• Exercise 1:
According to the text on software estimation, by how much does productivity vary between engineers?

Four reasons estimation is unavoidable¶
| Reason | What we need a number for | Failure mode if we skip it |
|---|---|---|
| Plan the work | Schedule, staffing, dependency graph, critical path | "When will it ship?" → an honest answer is "I have no idea" |
| Budget the work | Funding requests, capital allocation, runway planning | Out-of-money before out-of-features |
| Price the work | Fixed-price contracts, internal chargeback, customer quotes | Sign a contract that loses money on every unit |
| Manage the work | Track progress vs plan; signal when to escalate | No baseline → no variance → no early warning |
Even a wrong estimate, used honestly, is more useful than no estimate. The estimate is the baseline; the deviation from the baseline is the signal that lets a manager act. A team with no estimate has no signal — they only know they are late after the deadline has already passed.
Why it is so hard — Brooks's verdict¶
"More software projects have gone awry for lack of calendar time than for all other causes combined." — Fred Brooks, The Mythical Man-Month (1975)
Brooks identified five reasons software estimation is structurally harder than estimating, say, a bridge:
- Software is invented, not assembled. Every project does something at least slightly novel; calibration data is thinner than in civil engineering.
- Effort is non-linear in size. Doubling the size more than doubles the effort, because communication paths grow as \(n(n-1)/2\).
- Productivity varies 10×–25× between engineers — yet estimators routinely assume an "average" rate.
- Requirements churn during the build. The thing you are estimating is changing while you estimate it.
- Optimism is endemic. The person making the estimate is usually the person who wants the project to happen.
Industry studies (Standish Group, McConnell, Jørgensen) consistently report estimation errors of 2× to 4× as typical, and 10× as not unheard of. The honest position: an estimate is a probability distribution, not a single number — and our job today is to produce a distribution we can defend.

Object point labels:

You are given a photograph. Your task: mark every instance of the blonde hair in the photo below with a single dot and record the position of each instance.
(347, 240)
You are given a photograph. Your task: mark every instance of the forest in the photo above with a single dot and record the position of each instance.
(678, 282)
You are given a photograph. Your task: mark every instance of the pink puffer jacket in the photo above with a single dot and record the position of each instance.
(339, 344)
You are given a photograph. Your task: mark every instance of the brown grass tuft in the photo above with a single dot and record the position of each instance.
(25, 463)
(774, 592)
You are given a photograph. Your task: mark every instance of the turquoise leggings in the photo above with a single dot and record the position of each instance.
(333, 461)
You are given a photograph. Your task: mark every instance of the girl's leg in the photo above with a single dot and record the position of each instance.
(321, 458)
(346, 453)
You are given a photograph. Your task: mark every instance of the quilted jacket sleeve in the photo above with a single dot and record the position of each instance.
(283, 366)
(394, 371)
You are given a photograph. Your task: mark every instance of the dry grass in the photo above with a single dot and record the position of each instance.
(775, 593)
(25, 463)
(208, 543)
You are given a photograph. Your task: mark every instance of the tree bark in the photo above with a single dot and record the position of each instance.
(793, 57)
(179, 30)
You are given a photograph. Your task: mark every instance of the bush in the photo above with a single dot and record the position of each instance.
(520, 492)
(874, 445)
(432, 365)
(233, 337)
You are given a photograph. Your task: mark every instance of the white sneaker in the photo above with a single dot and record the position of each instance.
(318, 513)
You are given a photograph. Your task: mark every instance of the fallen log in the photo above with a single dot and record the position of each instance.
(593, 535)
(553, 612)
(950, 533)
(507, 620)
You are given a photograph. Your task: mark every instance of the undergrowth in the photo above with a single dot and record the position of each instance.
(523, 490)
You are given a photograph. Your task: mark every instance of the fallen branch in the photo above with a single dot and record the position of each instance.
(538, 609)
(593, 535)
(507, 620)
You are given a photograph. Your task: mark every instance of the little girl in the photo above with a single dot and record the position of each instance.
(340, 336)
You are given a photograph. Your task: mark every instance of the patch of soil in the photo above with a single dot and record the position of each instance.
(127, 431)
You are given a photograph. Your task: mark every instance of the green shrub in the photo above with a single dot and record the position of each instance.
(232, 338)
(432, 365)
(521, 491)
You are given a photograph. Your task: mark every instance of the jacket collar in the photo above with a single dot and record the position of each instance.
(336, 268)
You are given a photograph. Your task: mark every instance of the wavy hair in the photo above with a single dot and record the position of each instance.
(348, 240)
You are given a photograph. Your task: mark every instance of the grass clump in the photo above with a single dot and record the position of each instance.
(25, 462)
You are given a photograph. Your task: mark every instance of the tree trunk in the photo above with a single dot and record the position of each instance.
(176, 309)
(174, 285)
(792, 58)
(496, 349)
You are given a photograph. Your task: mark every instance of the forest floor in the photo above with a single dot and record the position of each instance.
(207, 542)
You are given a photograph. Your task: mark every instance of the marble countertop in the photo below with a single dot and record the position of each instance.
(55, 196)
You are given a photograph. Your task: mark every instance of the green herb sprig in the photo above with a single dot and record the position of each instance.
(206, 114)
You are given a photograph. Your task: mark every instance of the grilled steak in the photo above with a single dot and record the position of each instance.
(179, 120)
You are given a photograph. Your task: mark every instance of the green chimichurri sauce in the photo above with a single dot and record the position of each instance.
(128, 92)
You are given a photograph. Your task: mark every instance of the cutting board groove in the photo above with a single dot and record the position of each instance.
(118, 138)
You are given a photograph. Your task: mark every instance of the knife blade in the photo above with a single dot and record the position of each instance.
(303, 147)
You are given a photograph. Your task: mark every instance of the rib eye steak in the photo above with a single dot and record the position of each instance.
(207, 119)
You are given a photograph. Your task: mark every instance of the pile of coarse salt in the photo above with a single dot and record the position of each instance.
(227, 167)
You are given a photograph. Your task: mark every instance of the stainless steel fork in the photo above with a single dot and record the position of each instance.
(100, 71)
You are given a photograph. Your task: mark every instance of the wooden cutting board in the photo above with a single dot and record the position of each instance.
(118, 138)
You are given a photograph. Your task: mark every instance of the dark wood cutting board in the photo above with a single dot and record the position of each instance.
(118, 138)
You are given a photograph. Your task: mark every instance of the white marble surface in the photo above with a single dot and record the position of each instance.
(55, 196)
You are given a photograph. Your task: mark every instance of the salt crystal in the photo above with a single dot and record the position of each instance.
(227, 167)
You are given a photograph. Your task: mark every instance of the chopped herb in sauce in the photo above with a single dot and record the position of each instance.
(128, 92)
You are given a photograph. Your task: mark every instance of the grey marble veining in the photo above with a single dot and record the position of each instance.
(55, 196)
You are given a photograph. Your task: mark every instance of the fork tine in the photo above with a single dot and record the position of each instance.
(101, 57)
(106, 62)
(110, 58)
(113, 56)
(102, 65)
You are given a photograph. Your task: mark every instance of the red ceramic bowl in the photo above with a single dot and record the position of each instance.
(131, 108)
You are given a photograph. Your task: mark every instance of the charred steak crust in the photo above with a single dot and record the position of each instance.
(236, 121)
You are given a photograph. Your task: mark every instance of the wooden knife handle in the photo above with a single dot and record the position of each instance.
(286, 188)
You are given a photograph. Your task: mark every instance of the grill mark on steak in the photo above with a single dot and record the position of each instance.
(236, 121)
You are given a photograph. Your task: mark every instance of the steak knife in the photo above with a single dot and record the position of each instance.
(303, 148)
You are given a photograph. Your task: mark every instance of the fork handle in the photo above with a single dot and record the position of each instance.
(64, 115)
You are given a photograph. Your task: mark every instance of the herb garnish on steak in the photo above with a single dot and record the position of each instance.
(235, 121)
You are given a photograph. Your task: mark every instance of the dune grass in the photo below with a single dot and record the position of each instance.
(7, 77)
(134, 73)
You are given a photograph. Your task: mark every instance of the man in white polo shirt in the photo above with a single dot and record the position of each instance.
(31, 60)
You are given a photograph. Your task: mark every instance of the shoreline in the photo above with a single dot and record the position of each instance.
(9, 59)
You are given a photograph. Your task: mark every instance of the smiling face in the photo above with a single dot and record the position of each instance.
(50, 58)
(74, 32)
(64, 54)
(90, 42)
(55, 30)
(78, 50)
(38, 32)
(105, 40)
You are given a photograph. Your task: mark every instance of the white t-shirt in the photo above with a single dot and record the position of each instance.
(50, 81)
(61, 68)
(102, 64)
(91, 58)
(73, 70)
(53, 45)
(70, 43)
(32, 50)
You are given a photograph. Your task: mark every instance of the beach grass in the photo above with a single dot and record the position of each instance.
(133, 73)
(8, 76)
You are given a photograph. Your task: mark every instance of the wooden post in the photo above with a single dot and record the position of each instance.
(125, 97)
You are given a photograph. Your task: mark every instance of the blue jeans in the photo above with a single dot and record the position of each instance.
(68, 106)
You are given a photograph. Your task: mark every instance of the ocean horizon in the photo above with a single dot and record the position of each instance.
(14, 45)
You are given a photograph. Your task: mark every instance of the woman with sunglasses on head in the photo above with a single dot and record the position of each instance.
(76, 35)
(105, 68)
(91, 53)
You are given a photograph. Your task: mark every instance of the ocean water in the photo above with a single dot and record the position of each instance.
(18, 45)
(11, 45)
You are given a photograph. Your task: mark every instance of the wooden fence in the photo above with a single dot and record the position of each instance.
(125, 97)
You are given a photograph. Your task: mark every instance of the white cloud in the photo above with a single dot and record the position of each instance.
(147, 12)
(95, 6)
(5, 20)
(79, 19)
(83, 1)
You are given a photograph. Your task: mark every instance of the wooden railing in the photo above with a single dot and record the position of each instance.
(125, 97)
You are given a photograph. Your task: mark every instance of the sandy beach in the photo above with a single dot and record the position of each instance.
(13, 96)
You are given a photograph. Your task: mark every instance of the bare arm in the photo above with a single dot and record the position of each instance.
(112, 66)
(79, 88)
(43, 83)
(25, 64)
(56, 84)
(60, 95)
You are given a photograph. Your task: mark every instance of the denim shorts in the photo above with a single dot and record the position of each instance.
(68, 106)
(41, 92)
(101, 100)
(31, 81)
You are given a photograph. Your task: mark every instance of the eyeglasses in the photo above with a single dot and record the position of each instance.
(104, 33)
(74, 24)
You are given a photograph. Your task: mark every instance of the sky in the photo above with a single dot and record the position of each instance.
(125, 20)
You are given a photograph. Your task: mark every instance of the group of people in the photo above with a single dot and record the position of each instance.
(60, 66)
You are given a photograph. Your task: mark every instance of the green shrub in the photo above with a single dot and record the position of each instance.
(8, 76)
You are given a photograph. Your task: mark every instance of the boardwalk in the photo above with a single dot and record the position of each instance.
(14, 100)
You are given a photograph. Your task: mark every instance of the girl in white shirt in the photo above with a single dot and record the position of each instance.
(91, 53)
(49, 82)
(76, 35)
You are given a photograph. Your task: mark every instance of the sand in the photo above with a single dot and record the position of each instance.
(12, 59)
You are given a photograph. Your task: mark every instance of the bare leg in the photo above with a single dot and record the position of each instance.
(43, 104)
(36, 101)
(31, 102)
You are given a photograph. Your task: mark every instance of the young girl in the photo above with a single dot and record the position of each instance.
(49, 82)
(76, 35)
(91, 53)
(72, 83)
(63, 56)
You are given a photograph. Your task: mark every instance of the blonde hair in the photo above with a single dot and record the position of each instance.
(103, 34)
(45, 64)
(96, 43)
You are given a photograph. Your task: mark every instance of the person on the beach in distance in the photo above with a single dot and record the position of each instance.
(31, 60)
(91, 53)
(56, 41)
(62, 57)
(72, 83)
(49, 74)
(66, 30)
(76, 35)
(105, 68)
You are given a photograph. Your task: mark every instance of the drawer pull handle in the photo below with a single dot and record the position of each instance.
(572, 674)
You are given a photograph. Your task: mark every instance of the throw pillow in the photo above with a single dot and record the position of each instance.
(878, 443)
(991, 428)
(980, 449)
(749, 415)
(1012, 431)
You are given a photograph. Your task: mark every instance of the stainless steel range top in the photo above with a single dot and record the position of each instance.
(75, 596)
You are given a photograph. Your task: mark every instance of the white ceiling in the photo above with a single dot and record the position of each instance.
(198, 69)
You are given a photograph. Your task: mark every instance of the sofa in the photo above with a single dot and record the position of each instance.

• Exercise 2:
State how many lines of the records contain the string "sauce", treating uppercase and lowercase letters as distinct. Give only the number.

• Task answer 1:
Productivity varies by 10× to 25× between engineers.

• Task answer 2:
2